**Phrase grounding data:**
━━━━━━━━━━━━━━━━━━━━━━━━━━━━━━

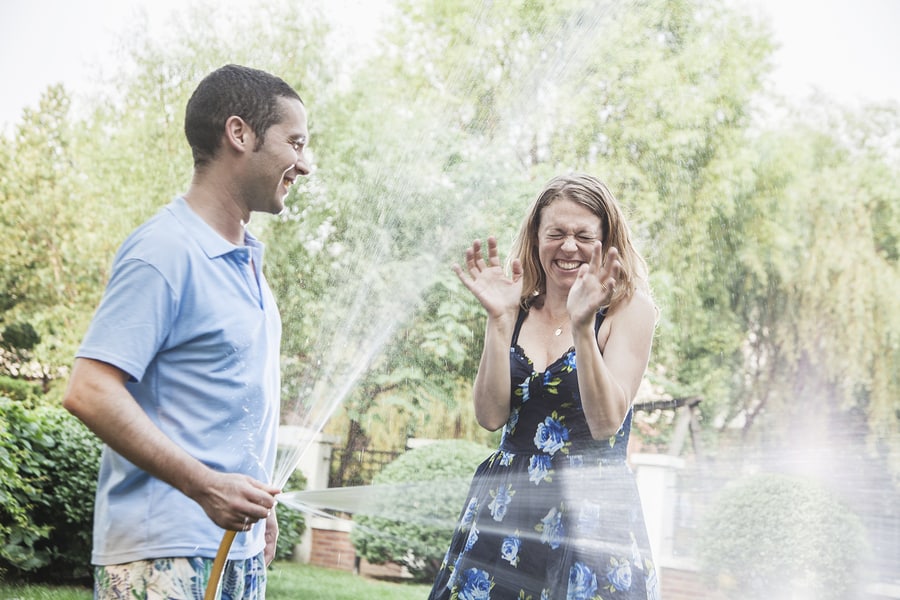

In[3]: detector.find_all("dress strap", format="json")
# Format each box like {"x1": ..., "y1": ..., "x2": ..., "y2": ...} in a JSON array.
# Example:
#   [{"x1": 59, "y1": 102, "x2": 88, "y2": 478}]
[
  {"x1": 511, "y1": 307, "x2": 528, "y2": 346},
  {"x1": 594, "y1": 308, "x2": 606, "y2": 336}
]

━━━━━━━━━━━━━━━━━━━━━━━━━━━━━━

**INSTRUCTIONS FOR THE TASK:**
Your copy of the entries must be exact and must contain no pictures.

**SOLUTION FOR THIS EXERCISE:**
In[3]: detector.find_all("dress strap", format="json")
# Format each box like {"x1": ..., "y1": ..., "x2": ..., "y2": ...} in a JSON array.
# Example:
#   [{"x1": 59, "y1": 102, "x2": 88, "y2": 478}]
[
  {"x1": 511, "y1": 307, "x2": 528, "y2": 346},
  {"x1": 594, "y1": 308, "x2": 606, "y2": 336}
]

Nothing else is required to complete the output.